Consegna e requisiti
Trascrivi fedelmente tutto il brano del testo sulla meraviglia che va da “è, in greco” giù fino a “meravigliarti [thaumazein nell’originale].”.
___ Testo da leggere
Ora il mio stupore
è
conservato?
[…]
Saprà
che ho visto
l’intero
mondo divenire
ancora
e ancora
– e
sempre –
il
differente
– e il
medesimo?
(L.
Macchia, cosmi | minimi)
Come sempre, si parte dai greci. Il verbo “meravigliarsi”
è, in greco antico, thaumazein e, a questo termine, è associato l’inizio
di ogni filosofia, in quanto meraviglia di fronte al cosmo. Questo atto
fondativo lo troviamo in Platone, nel Teeteto: «Si addice particolarmente al
filosofo questa tua sensazione: il meravigliarti [thaumazein nell’originale].
______
___ Materiale fornito
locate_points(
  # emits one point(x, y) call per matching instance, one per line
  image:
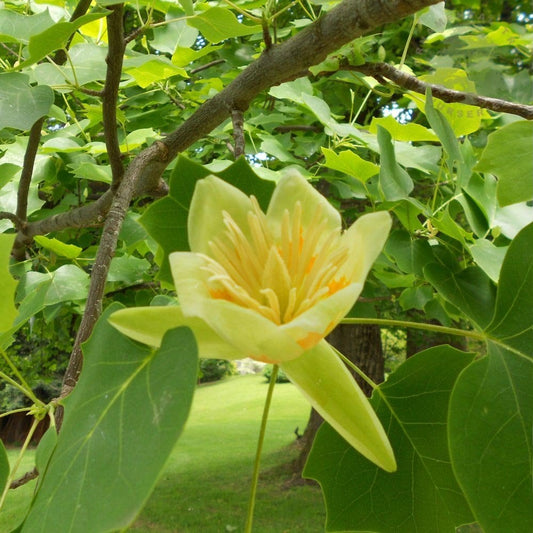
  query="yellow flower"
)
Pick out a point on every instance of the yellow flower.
point(271, 286)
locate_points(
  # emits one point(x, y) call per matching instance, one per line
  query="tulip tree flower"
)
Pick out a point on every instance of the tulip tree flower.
point(271, 286)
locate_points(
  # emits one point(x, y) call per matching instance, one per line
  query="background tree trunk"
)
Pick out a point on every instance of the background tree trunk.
point(361, 344)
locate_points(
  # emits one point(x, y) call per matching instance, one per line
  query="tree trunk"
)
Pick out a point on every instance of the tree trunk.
point(419, 339)
point(361, 344)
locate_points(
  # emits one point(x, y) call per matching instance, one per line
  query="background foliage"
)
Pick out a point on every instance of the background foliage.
point(427, 116)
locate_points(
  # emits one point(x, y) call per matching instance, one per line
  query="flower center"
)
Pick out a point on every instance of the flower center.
point(279, 278)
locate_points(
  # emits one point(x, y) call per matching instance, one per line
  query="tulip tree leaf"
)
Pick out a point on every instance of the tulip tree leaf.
point(166, 219)
point(512, 324)
point(515, 183)
point(218, 24)
point(423, 494)
point(491, 441)
point(122, 419)
point(394, 181)
point(56, 36)
point(470, 290)
point(21, 104)
point(4, 467)
point(7, 284)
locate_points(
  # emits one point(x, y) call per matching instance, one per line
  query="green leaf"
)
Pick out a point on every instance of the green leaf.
point(21, 105)
point(489, 257)
point(402, 132)
point(350, 163)
point(70, 251)
point(123, 419)
point(513, 319)
point(491, 416)
point(509, 155)
point(55, 37)
point(4, 467)
point(15, 27)
point(411, 255)
point(146, 70)
point(470, 290)
point(218, 24)
point(423, 494)
point(7, 284)
point(394, 181)
point(166, 219)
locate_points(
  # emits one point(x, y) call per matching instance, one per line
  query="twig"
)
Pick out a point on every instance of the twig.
point(238, 132)
point(287, 61)
point(19, 224)
point(26, 478)
point(106, 251)
point(407, 81)
point(114, 59)
point(27, 169)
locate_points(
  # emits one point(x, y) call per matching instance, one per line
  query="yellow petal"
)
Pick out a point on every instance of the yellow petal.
point(332, 391)
point(212, 196)
point(149, 324)
point(293, 187)
point(365, 240)
point(249, 332)
point(319, 320)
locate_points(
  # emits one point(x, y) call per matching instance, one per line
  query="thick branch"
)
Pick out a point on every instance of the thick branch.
point(407, 81)
point(114, 59)
point(280, 63)
point(106, 251)
point(238, 132)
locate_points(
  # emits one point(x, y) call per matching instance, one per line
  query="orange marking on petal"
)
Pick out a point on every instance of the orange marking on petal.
point(310, 264)
point(220, 294)
point(336, 285)
point(310, 340)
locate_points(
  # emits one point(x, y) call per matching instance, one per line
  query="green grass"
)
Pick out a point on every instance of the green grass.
point(204, 487)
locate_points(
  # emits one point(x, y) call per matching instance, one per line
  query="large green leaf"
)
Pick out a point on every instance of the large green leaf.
point(513, 319)
point(121, 422)
point(217, 24)
point(21, 104)
point(166, 219)
point(491, 416)
point(56, 36)
point(509, 155)
point(4, 467)
point(423, 494)
point(394, 181)
point(15, 27)
point(7, 284)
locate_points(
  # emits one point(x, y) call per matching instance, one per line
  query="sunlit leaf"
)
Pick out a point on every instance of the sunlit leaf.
point(7, 284)
point(20, 103)
point(217, 24)
point(423, 494)
point(4, 467)
point(70, 251)
point(123, 420)
point(394, 181)
point(491, 416)
point(509, 155)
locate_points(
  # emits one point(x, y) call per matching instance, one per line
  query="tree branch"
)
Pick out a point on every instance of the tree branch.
point(280, 63)
point(114, 59)
point(106, 251)
point(407, 81)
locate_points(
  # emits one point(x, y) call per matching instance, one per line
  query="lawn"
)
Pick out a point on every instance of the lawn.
point(205, 485)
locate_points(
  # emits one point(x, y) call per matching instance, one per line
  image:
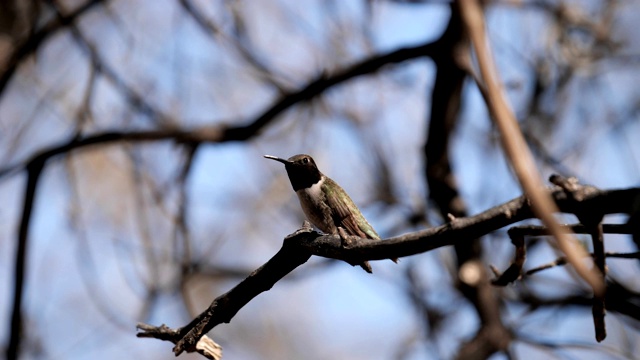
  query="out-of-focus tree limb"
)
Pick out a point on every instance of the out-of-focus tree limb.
point(515, 147)
point(300, 246)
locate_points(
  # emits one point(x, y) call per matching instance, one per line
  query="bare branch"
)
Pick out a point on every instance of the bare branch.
point(516, 148)
point(300, 246)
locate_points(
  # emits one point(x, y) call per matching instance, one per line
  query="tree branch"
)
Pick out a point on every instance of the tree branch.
point(300, 246)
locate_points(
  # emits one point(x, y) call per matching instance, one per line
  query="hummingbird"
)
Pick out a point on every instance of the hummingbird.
point(325, 204)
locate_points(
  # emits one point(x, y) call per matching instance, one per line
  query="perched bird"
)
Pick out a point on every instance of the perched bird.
point(325, 204)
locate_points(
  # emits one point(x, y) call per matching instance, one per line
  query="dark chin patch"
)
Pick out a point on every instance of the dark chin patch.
point(303, 177)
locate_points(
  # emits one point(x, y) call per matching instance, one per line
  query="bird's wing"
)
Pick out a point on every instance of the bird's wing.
point(346, 214)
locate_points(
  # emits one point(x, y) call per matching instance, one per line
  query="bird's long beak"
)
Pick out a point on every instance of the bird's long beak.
point(277, 159)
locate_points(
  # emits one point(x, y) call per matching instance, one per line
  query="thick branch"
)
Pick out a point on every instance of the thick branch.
point(299, 247)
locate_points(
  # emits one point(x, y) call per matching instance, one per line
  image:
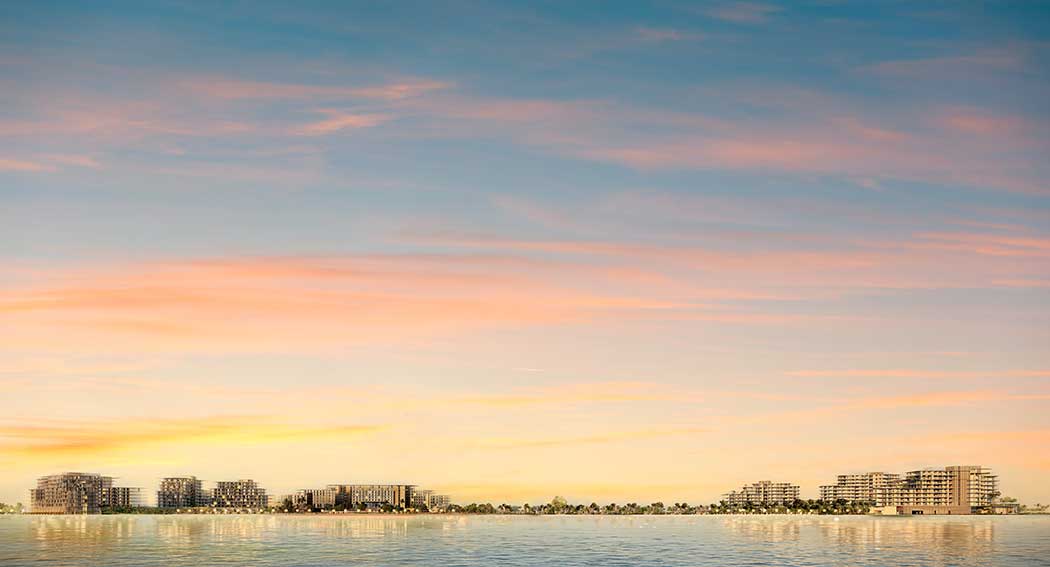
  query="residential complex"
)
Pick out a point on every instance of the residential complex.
point(81, 492)
point(428, 500)
point(373, 496)
point(126, 497)
point(315, 498)
point(182, 492)
point(952, 489)
point(763, 492)
point(238, 494)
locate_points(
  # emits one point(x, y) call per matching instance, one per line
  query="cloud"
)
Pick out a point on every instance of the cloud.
point(48, 163)
point(665, 34)
point(340, 121)
point(23, 166)
point(746, 13)
point(302, 301)
point(578, 393)
point(235, 89)
point(920, 374)
point(57, 439)
point(616, 437)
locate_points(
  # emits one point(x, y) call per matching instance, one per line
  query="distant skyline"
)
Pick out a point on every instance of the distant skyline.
point(606, 251)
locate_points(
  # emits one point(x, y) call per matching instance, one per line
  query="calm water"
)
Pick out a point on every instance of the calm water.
point(485, 541)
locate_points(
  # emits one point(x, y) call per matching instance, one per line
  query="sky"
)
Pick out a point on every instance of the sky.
point(608, 251)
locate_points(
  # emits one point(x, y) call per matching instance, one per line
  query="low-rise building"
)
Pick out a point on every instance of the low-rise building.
point(428, 500)
point(314, 499)
point(763, 492)
point(70, 492)
point(126, 497)
point(373, 496)
point(238, 494)
point(182, 492)
point(951, 489)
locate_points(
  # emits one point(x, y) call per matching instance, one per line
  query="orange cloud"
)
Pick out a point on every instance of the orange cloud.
point(88, 438)
point(301, 301)
point(617, 437)
point(920, 374)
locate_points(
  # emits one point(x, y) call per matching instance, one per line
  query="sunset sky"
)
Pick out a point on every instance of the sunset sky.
point(609, 251)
______
Risposta attesa
è, in greco antico, thaumazein e, a questo termine, è associato l’inizio
di ogni filosofia, in quanto meraviglia di fronte al cosmo. Questo atto
fondativo lo troviamo in Platone, nel Teeteto: «Si addice particolarmente al
filosofo questa tua sensazione: il meravigliarti [thaumazein nell’originale].